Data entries
+--
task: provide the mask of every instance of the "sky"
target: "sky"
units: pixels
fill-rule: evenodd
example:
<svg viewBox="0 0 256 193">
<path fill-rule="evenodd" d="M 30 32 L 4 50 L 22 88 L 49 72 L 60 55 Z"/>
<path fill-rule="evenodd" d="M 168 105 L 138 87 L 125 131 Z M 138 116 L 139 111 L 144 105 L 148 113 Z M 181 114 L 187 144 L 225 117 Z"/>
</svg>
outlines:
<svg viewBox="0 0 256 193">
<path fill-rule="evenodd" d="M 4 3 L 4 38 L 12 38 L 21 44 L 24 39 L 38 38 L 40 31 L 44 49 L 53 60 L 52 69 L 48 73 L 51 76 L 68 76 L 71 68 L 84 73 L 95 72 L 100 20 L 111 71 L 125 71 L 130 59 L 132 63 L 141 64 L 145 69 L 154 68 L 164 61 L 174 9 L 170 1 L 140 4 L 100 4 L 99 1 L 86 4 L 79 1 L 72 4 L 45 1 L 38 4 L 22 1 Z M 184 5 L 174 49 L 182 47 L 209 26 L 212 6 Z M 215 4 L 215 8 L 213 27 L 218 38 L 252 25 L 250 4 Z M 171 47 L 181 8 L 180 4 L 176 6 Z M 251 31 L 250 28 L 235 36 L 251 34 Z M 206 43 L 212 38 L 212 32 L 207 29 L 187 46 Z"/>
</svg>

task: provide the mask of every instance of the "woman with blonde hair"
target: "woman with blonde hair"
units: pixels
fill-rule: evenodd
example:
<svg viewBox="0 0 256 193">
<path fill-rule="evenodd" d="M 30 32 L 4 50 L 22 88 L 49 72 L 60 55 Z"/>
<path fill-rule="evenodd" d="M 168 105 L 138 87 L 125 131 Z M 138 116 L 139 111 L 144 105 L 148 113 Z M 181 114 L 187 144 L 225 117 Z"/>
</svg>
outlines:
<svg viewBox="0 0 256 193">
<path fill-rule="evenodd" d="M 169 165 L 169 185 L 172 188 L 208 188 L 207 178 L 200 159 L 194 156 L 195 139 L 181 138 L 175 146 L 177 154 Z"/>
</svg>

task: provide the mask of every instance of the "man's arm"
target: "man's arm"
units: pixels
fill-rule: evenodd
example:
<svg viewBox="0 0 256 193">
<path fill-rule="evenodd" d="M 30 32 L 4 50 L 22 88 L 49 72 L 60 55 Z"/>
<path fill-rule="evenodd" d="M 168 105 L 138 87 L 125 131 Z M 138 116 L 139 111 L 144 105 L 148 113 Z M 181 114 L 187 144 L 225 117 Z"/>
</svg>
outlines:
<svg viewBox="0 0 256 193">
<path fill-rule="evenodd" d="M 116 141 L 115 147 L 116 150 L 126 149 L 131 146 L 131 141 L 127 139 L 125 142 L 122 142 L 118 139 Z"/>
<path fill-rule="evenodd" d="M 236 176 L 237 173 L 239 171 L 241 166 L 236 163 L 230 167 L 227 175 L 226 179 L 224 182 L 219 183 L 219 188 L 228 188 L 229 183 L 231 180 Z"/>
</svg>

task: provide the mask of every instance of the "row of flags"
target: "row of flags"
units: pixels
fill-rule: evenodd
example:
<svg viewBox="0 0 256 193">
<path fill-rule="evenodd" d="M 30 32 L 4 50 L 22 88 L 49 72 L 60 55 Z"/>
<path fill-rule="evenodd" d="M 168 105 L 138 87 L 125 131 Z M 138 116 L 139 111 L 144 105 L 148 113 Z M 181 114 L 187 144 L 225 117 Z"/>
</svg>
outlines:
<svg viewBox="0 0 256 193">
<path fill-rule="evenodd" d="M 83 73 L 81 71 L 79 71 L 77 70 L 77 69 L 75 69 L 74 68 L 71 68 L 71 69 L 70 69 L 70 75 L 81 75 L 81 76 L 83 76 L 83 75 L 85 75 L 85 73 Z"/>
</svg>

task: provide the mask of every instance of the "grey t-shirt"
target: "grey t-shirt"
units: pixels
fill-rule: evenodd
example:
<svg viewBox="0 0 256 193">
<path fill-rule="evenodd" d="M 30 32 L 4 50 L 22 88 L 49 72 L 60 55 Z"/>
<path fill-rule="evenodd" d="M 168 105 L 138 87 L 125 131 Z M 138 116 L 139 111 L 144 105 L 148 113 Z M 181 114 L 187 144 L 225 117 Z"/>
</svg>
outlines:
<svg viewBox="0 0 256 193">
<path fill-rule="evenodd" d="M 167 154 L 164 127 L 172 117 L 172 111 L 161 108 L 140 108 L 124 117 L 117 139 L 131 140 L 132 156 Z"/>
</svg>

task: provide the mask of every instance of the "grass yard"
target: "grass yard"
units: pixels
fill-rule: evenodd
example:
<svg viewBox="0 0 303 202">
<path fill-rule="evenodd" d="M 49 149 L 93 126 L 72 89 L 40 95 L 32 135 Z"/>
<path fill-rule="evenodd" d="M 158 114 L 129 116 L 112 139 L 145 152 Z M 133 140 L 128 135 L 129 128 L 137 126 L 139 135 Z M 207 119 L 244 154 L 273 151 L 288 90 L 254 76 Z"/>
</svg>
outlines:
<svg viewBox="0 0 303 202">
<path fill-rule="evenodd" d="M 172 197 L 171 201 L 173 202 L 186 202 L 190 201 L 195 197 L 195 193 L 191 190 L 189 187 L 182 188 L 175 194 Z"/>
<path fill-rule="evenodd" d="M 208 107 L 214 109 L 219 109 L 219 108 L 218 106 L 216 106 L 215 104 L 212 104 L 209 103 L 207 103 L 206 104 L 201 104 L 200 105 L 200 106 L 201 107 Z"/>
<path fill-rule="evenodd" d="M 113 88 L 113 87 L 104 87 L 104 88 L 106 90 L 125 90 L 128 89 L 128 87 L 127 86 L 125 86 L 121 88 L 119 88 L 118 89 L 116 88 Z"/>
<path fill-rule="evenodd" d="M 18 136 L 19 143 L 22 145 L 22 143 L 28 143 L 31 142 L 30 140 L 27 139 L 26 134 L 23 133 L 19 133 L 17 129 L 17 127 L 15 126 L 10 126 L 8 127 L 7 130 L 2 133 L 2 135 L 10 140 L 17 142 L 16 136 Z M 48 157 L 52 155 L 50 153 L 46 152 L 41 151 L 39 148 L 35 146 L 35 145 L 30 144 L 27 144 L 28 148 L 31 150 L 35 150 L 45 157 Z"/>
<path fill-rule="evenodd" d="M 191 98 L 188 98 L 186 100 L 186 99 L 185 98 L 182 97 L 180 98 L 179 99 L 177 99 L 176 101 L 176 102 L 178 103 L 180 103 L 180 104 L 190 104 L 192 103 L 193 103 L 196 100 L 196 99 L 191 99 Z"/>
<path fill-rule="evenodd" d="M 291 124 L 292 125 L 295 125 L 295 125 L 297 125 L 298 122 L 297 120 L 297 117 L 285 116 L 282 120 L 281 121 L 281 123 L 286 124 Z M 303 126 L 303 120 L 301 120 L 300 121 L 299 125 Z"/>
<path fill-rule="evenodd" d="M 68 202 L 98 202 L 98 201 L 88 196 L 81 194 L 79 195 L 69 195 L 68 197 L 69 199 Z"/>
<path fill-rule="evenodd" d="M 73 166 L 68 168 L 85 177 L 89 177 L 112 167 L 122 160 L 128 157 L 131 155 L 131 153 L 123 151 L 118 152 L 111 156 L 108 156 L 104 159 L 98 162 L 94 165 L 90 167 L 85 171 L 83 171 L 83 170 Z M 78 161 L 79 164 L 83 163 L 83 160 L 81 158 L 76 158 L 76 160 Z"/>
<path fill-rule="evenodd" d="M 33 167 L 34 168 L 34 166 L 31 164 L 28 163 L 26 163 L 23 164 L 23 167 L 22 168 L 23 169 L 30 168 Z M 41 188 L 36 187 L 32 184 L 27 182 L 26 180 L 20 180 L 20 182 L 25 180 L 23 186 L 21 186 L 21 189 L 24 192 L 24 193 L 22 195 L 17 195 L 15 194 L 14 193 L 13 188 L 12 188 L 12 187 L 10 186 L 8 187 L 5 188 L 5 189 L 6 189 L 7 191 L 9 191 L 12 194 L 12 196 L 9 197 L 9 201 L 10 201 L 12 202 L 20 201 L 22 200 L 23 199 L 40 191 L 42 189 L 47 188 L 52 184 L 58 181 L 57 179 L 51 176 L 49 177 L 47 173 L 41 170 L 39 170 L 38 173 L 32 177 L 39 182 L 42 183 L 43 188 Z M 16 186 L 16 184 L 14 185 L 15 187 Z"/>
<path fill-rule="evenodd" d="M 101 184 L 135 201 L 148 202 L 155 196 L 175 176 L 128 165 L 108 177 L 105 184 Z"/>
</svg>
+--
Pull out each line of the rows above that contains the string "every", and copy those lines unchanged.

task: provide the mask of every instance of the "sky"
task: provide the mask of every instance of the "woman with blonde hair"
task: provide the mask of every instance of the "man's arm"
task: provide the mask of every instance of the "row of flags"
task: provide the mask of every instance of the "grey t-shirt"
task: provide the mask of every instance of the "grass yard"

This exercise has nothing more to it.